In the entries below, turn everything from the line containing "of the wooden" down to the line containing "x=146 y=142" into a JSON list of strings, one string per line, leaving out blank lines.

========

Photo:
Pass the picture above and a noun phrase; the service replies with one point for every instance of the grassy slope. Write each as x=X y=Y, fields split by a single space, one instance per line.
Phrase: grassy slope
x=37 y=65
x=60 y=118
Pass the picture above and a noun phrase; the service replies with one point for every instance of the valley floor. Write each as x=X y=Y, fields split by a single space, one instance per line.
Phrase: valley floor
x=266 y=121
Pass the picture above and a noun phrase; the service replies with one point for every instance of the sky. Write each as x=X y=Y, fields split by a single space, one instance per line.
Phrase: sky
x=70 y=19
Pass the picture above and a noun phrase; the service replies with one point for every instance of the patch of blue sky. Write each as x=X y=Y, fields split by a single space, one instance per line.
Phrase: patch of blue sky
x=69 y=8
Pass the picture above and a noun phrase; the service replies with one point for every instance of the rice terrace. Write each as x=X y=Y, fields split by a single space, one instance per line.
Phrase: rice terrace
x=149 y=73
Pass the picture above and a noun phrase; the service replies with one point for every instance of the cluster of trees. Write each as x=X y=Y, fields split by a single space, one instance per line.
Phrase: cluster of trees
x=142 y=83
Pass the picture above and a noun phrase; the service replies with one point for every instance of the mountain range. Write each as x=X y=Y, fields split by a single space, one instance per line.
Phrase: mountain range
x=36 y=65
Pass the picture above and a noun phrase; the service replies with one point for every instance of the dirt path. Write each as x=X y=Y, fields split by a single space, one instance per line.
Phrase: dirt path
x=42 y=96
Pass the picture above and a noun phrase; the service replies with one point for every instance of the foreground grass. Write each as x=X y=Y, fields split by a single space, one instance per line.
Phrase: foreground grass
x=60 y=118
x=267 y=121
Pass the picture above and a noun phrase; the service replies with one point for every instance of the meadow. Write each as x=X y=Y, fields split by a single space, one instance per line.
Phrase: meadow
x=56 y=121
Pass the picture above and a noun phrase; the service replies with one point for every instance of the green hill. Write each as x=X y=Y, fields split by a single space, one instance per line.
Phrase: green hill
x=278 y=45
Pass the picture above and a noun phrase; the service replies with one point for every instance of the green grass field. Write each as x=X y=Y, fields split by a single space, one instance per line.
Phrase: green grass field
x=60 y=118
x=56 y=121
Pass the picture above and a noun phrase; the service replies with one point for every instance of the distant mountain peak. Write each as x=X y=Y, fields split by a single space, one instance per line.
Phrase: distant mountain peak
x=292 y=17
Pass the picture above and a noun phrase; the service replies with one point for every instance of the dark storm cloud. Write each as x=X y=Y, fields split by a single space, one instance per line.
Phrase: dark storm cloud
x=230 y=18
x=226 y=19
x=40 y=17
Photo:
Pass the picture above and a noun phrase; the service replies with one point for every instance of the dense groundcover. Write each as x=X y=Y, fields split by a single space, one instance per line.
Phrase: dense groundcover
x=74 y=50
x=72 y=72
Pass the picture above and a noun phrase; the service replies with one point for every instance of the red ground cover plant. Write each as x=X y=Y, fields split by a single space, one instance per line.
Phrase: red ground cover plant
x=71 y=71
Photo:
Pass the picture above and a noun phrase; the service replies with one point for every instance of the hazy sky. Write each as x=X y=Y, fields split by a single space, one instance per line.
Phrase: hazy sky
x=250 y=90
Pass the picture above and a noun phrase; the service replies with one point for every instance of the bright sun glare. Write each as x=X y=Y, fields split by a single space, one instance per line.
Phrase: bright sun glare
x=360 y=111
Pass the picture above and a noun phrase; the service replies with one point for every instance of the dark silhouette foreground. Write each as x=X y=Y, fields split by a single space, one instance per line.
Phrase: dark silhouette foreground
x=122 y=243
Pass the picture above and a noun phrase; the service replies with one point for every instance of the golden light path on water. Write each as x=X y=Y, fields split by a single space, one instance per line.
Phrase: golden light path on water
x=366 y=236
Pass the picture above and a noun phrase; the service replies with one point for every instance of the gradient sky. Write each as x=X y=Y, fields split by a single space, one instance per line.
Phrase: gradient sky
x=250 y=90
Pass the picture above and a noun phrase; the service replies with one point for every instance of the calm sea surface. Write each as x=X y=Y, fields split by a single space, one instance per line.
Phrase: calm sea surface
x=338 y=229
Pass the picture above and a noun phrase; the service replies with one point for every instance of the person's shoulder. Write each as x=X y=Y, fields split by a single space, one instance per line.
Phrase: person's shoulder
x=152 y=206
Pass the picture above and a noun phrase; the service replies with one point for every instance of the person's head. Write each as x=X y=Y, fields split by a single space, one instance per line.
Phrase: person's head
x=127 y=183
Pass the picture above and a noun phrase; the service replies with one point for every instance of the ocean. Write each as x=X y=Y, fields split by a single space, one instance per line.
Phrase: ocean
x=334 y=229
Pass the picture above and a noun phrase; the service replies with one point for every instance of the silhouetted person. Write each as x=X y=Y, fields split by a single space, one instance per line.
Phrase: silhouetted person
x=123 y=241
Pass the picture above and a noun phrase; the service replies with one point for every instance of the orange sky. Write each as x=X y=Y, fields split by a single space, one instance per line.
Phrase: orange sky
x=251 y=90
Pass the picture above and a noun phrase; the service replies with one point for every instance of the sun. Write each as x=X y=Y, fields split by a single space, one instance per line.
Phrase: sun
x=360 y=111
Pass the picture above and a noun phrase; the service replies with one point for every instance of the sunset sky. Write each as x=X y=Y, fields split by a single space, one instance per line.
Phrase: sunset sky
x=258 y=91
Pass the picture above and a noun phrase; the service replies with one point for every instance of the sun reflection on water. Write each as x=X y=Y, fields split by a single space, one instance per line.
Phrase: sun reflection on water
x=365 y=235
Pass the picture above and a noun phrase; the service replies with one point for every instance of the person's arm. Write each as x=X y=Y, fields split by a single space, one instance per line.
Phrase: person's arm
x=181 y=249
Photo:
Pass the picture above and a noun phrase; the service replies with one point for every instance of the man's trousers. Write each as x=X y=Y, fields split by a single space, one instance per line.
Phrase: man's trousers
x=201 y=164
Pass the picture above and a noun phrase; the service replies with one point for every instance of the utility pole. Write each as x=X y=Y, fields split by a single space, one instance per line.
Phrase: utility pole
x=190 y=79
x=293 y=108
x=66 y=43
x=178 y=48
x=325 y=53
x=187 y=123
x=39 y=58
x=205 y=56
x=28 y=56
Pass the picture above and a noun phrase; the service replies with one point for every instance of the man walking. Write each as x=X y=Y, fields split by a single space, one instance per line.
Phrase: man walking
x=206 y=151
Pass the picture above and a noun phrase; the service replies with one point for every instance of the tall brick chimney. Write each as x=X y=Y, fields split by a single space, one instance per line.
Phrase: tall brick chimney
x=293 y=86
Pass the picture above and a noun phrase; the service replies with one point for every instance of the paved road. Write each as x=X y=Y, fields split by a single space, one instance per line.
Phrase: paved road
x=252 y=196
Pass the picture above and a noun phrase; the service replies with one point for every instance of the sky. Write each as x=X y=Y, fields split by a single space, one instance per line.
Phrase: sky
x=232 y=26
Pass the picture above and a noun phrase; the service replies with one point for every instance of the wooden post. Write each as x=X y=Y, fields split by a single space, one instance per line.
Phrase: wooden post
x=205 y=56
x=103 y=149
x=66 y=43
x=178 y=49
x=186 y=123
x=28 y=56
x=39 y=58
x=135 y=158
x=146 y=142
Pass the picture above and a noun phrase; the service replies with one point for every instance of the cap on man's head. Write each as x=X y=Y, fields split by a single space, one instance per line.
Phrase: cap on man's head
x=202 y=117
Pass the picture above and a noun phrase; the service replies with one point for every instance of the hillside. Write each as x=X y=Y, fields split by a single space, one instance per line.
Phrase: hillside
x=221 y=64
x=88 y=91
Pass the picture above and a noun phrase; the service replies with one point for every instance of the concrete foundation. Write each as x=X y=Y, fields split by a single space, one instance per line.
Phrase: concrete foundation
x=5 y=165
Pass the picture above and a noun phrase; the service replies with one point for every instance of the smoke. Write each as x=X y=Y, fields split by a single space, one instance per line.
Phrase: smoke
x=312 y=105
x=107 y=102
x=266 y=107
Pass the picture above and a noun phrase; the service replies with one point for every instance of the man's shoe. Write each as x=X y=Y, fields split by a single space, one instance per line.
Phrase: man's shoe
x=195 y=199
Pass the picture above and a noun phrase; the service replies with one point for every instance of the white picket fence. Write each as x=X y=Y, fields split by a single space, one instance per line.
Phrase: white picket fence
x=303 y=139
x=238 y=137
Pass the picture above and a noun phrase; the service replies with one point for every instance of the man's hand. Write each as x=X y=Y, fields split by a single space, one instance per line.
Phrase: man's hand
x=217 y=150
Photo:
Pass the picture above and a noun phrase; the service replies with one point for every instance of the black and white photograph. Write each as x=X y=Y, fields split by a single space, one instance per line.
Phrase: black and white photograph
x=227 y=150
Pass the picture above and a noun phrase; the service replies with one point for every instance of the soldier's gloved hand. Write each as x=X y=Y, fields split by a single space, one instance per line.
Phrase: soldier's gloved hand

========

> Task solution:
[
  "Pass the picture above and a noun phrase; the service replies with one point for every instance of the wooden post. Write each as x=X y=Y, fields split by a single space, one instance per line.",
  "Phrase: wooden post",
  "x=205 y=56",
  "x=103 y=149",
  "x=66 y=43",
  "x=178 y=49",
  "x=186 y=123",
  "x=28 y=56",
  "x=39 y=58",
  "x=135 y=158",
  "x=146 y=142"
]